Can you write out all the lines word for word, with no pictures?

SOURCE MATERIAL →
** START **

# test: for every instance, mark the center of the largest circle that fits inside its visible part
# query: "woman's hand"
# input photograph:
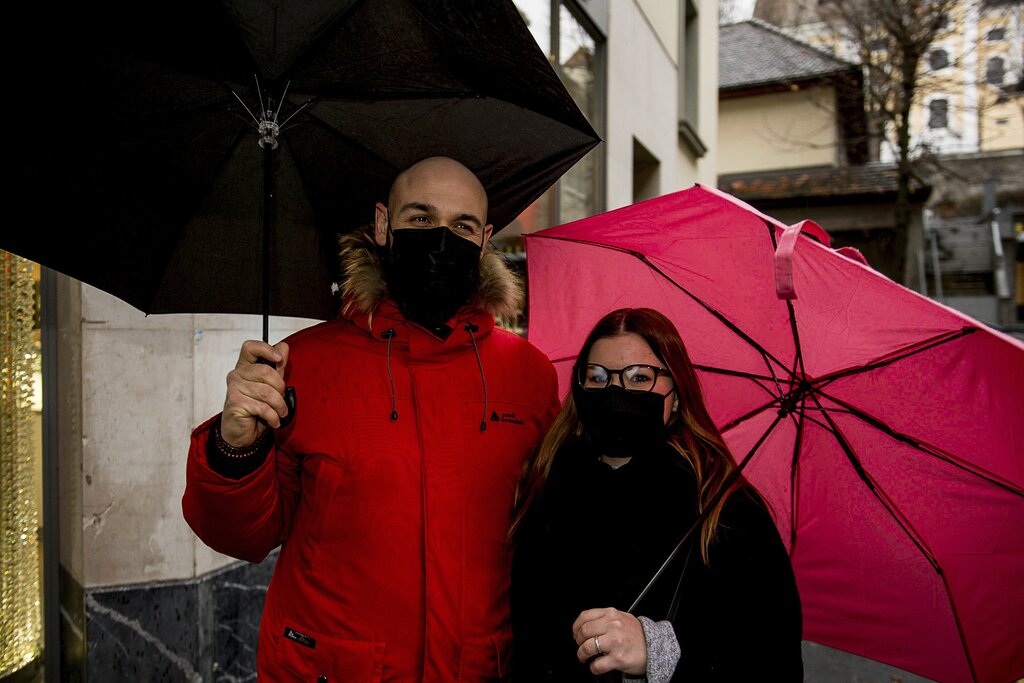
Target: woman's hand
(611, 641)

** END **

ANSWER TO THE EXERCISE →
# test: for every instance, mark the center of the largest circle that fits inside its visible part
# query: "woman's hand"
# input photograph:
Target: woman's hand
(611, 641)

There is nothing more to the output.